**** ФРАГМЕНТ ДОКУМЕНТА

С утра следующего дня я пошла смотреть, что делается в городе: кое-где громили склады, люди тащили продовольствие. Гитлеровцев встречалось мало — одни лишь специальные отряды, которые носились на машинах по улицам, минируя город. Занятые своим черным делом, они ни на что не обращали внимания.
Не скрою, и у меня появилась мыслишка: не пополнить ли скудные запасы продовольствия? Но тут же я посмотрела на себя со стороны: подпольщица в роли грабительницы! Нет, мы должны показывать пример во всем.
Домой я пришла около двух часов дня. В три часа в городе начались первые взрывы. Что же нам делать? Может быть, попытаться разминировать здания? Но как это делается? Я ведь не имела никакого представления о минах, о том, где их искать, как обезвреживать…
Ходила из угла в угол по комнате, с тревогой прислушиваясь к взрывам, которые все учащались. Вышла на крыльцо. Везде горит, небо заволокло дымом, впечатление такое, словно весь город объят пламенем.

********
**** ПРЕДОСТАВЛЕННЫЕ ДАННЫЕ

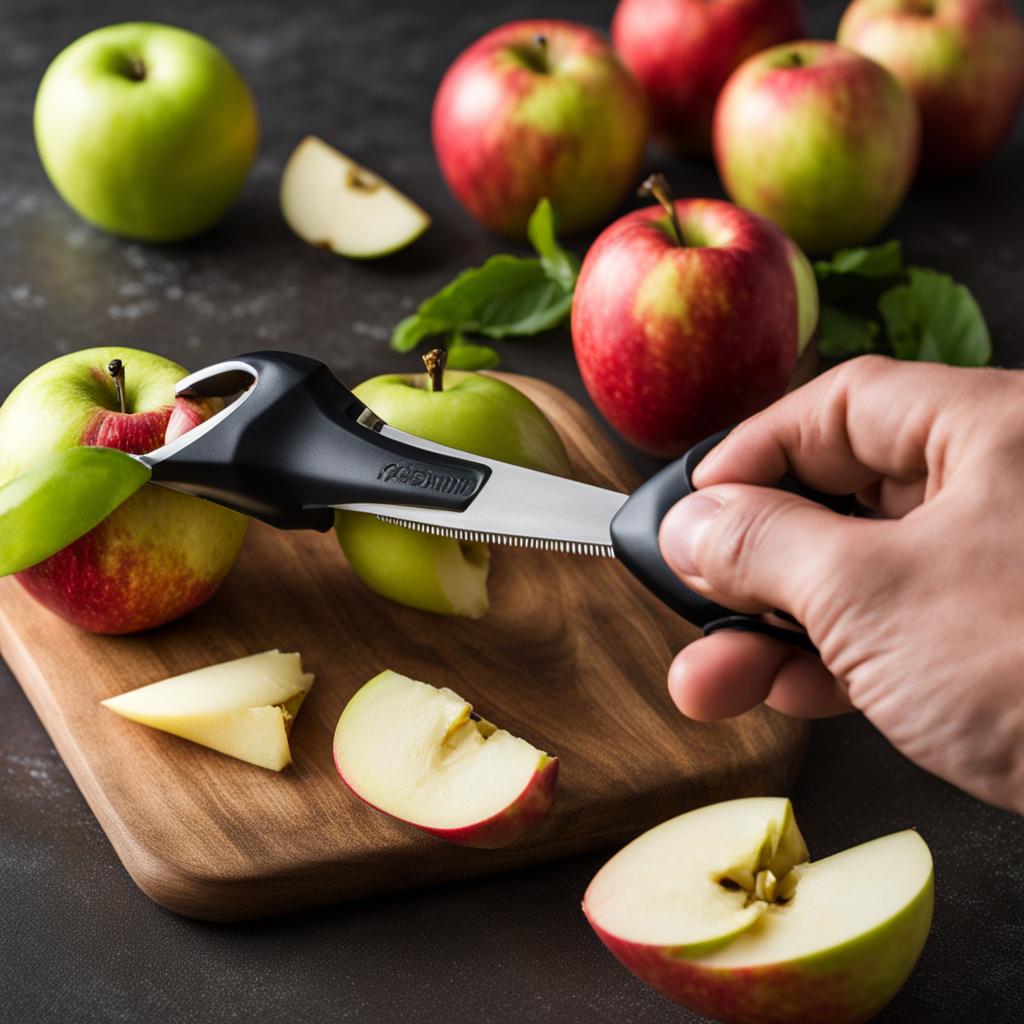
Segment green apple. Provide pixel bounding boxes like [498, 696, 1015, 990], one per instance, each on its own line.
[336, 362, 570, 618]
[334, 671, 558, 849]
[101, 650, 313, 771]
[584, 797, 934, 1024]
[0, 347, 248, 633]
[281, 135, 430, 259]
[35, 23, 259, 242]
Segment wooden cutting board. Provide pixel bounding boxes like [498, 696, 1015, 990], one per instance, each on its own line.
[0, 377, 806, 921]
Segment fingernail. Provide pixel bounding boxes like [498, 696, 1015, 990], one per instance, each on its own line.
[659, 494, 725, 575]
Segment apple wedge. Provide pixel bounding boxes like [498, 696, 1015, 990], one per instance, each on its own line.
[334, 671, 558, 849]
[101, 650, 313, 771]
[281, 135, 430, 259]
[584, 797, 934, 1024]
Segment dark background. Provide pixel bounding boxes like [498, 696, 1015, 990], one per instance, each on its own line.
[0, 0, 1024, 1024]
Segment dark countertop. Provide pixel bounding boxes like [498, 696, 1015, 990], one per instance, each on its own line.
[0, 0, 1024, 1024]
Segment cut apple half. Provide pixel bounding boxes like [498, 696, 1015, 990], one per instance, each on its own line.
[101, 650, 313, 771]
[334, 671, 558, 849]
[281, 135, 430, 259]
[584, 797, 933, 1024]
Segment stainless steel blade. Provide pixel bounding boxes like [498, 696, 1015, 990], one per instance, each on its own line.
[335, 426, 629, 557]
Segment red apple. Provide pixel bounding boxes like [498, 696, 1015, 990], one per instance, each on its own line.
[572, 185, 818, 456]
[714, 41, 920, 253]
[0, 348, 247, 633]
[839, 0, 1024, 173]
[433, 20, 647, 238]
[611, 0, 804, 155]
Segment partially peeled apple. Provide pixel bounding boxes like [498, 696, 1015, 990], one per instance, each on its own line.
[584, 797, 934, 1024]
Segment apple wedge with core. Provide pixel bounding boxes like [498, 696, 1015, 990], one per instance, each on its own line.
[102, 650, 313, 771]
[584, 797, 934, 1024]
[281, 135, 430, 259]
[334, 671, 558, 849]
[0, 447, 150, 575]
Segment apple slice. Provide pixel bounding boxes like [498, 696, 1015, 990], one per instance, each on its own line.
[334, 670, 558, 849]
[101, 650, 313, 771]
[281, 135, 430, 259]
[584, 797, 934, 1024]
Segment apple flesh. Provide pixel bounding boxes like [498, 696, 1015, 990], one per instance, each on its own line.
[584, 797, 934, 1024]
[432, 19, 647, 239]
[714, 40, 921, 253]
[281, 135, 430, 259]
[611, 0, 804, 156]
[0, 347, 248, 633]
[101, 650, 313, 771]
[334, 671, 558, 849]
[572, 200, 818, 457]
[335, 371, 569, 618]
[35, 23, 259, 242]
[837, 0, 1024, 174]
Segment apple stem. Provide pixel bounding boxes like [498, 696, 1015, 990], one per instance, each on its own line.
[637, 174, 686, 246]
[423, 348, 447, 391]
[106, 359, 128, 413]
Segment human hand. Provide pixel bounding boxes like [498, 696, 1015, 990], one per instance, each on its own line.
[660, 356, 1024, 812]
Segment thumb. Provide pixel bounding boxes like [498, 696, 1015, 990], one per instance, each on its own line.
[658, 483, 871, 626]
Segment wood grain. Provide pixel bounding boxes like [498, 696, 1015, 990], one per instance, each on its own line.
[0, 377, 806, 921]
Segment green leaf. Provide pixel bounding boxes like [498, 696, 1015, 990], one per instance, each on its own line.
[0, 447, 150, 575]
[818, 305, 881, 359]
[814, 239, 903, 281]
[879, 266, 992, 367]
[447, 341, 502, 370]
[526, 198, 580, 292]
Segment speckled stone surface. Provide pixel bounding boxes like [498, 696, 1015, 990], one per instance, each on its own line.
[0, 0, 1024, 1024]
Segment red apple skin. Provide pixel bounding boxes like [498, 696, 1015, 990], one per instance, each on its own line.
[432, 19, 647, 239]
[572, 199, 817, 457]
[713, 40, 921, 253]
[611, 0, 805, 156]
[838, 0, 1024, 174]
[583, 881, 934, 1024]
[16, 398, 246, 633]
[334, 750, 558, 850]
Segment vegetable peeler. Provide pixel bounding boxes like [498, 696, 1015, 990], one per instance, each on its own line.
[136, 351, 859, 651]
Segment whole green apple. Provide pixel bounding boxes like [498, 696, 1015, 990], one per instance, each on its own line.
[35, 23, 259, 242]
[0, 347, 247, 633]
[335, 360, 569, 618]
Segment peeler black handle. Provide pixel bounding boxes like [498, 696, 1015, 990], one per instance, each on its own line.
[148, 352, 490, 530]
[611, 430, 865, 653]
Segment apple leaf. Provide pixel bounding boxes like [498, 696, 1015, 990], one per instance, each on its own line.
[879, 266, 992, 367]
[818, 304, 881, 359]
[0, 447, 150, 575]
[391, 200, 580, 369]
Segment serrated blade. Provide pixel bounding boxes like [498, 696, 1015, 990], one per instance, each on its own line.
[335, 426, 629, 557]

********
**** ПРЕДОСТАВЛЕННЫЕ ДАННЫЕ

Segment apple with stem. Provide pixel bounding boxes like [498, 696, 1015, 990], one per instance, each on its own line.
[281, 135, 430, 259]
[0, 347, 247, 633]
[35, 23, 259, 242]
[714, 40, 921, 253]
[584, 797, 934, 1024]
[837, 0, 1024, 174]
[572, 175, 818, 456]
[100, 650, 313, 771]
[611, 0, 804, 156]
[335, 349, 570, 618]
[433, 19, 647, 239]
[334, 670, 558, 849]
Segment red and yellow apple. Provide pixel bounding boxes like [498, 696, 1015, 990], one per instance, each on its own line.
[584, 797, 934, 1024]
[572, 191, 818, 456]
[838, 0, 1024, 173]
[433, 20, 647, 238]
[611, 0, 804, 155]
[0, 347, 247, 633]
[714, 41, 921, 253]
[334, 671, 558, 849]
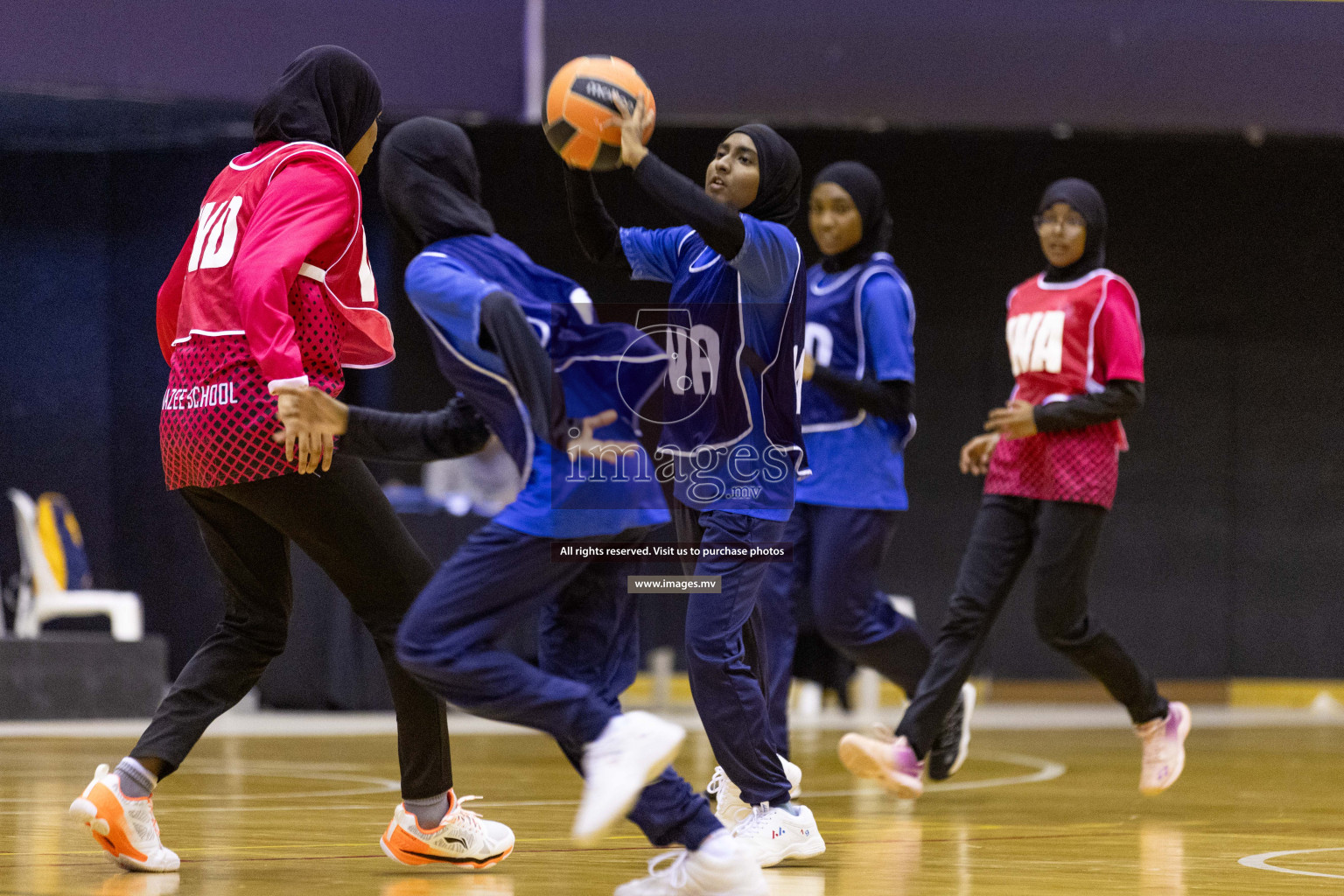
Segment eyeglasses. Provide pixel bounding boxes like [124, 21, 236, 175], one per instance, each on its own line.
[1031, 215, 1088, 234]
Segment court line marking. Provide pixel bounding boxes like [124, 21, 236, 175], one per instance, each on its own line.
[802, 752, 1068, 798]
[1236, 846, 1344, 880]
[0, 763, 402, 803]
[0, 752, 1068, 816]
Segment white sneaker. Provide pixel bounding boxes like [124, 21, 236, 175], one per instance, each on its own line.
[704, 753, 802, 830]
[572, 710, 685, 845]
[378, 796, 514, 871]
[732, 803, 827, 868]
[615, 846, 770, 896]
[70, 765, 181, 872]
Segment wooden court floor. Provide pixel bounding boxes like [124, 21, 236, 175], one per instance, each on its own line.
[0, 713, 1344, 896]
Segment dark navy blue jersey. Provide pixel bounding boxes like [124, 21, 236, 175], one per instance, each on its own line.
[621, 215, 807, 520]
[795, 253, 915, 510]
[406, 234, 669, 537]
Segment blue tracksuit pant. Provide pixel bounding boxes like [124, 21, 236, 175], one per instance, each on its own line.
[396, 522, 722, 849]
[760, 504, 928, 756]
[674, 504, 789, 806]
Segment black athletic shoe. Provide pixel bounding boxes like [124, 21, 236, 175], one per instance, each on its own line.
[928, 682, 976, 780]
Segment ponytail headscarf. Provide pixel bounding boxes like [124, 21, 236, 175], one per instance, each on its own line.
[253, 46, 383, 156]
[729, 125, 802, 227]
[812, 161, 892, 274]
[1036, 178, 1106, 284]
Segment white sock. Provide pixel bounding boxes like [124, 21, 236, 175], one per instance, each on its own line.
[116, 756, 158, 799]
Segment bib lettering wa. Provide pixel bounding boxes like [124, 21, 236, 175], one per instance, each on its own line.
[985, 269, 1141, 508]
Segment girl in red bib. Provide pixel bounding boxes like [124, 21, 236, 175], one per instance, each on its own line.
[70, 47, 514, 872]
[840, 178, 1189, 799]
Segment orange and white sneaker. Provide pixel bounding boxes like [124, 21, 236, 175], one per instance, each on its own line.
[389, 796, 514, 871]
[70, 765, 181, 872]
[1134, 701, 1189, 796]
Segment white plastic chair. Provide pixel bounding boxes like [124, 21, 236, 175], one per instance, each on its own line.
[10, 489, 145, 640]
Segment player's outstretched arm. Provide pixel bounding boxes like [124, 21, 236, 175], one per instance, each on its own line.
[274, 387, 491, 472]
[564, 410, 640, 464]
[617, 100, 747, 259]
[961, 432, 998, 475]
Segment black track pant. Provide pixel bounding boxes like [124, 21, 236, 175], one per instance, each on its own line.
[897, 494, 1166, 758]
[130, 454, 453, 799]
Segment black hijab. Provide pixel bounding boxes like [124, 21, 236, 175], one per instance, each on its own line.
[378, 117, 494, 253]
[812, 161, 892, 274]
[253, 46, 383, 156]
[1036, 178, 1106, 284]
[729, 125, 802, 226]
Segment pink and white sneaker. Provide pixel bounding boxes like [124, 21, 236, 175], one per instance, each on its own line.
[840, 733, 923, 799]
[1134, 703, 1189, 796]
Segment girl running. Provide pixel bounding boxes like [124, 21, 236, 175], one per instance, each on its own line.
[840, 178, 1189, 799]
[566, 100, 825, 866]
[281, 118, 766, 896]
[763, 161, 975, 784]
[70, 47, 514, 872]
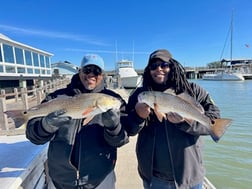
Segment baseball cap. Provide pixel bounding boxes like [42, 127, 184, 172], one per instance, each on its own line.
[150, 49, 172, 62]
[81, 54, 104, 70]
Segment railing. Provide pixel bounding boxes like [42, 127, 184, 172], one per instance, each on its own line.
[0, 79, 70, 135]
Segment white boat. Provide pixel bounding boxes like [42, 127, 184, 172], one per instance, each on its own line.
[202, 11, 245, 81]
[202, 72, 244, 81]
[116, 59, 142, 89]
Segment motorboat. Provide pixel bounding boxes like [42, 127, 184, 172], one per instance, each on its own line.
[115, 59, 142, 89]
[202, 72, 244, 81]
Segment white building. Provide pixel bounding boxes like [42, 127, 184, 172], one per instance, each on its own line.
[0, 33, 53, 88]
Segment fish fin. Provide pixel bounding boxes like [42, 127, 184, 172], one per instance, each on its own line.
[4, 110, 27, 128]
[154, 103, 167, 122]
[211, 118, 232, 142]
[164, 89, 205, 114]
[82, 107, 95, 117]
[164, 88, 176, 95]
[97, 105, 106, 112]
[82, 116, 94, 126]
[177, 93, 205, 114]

********

→ ЗАДАНИЕ
В котором часу, согласно фрагменту документа, в городе начались первые взрывы?

→ ОТВЕТ
Первые взрывы в городе начались в три часа.